TO DO —
a. Name every building that the article on the Capitol Complex bill says is still used for its original purpose.
b. Answer these questions from the article on the Capitol Complex bill:
(i) Which committee heard the bill on Tuesday?
(ii) What percent of funds would go to maintenance?
(iii) After how many years would the fund sunset?
c. Please extend the article on the Capitol Complex bill, beginning after its final sentence.

TEXT EXTRACT —

State Sen. Mike Bernskoetter, R- Jefferson City, presented his Capitol Complex bill Tuesday to the Senate Economic Development Committee.

Senate Bill 36 would create a means to help fund preservation of five historic state-owned buildings in downtown Jefferson City.

The Missouri state Capitol, Missouri Supreme Court building and Missouri Governor's Mansion remain in use for their original purposes.

Bernskoetter's bill would create a tax credit for donations to help preserve and maintain the buildings.

"Ninety percent of funds would be used for renovations, 7.5 percent for maintenance, and 2.5 percent for fundraising and administrative costs," he told the committee.

If passed, the Capitol Complex Tax Credit would create separate Capitol Complex Fund accounts to receive monetary donations, one account for rehabilitation and renovation and the other for maintenance.

The fund would sunset after six years, Bernskoetter said.

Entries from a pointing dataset
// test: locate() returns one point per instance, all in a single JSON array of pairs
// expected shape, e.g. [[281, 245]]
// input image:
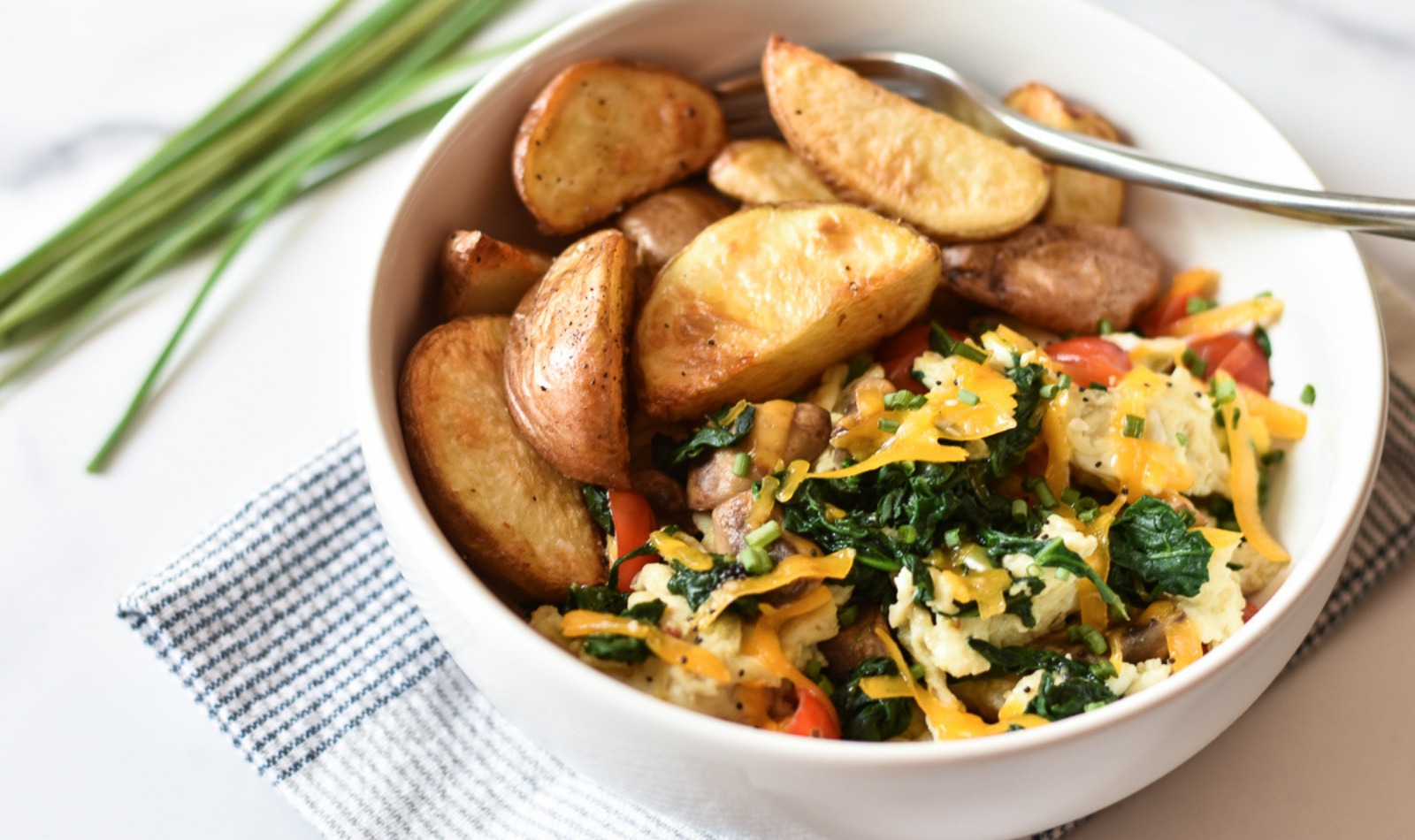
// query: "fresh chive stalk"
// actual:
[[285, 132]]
--
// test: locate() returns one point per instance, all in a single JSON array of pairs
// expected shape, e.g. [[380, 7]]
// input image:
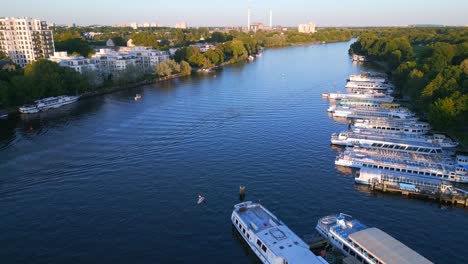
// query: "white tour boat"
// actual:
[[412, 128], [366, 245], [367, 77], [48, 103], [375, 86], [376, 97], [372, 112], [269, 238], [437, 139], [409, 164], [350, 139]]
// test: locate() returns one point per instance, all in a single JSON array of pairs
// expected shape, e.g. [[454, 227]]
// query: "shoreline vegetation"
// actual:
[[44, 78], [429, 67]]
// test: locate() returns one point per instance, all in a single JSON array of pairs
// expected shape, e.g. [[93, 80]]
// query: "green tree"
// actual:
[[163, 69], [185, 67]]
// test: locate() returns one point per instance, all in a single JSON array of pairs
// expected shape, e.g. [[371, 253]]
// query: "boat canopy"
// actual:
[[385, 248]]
...
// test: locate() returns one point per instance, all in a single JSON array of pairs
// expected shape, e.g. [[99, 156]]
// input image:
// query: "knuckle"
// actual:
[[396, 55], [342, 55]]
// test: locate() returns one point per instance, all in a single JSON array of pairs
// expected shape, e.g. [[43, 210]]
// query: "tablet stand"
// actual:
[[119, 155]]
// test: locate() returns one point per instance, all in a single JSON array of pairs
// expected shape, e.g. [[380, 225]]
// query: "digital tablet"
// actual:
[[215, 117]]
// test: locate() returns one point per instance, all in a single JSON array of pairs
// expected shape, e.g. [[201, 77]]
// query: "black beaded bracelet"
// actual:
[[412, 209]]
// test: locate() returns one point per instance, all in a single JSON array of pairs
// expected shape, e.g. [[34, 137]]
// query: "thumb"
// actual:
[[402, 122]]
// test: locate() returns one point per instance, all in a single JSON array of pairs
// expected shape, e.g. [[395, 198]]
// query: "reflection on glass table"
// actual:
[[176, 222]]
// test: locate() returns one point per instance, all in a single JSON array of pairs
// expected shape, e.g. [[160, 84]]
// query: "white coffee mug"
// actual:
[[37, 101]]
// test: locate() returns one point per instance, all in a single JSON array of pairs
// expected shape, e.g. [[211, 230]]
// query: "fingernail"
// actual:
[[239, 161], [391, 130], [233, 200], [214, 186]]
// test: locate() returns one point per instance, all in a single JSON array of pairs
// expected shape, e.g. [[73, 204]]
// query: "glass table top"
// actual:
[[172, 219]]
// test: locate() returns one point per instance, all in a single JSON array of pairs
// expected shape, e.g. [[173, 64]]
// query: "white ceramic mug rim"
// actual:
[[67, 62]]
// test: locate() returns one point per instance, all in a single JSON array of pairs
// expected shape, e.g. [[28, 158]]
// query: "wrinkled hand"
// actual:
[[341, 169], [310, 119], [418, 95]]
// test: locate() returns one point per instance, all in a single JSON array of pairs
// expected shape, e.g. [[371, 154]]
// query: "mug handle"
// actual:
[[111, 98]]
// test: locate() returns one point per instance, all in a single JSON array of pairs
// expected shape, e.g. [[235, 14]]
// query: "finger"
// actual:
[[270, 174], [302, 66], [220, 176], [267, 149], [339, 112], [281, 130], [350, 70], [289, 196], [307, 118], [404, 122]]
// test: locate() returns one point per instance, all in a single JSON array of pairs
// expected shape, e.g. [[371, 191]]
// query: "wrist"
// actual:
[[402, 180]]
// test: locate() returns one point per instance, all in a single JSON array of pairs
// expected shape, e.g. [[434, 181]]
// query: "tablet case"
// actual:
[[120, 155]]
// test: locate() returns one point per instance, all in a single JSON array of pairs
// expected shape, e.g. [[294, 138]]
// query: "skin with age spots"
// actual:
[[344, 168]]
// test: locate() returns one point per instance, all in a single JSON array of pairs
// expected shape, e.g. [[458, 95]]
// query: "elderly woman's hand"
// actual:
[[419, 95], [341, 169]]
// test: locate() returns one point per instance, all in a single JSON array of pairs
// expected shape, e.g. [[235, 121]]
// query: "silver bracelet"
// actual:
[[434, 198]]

RESULTS FOR THE EXERCISE —
a.
Missouri state Capitol
Missouri Supreme Court building
Missouri Governor's Mansion

b.
(i) The Senate Economic Development Committee
(ii) 7.5 percent
(iii) Six years

c.
The Capitol Complex includes the Capitol, the Supreme Court building at 207 W. High St., the Old Federal Courthouse at 131 W. High St., the Missouri Department of Transportation Central Office building at 105 Capitol Ave., and the Governor's Mansion at 100 Madison St.

Lt. Gov. Mike Kehoe told committee members the bill would give lawmakers another tool in their toolbox, allowing them to find investment dollars for the complex.

"At the end of the day, it is an unfunded liability on our balance sheet," he said.

He pointed out the Missouri Governor's Mansion underwent significant renovations about a year and a half ago.

As heating and cooling contractors installed a duct, they discovered an old oak beam above the dining room table was cracked and failing. It wasn't part of the original scope of the project.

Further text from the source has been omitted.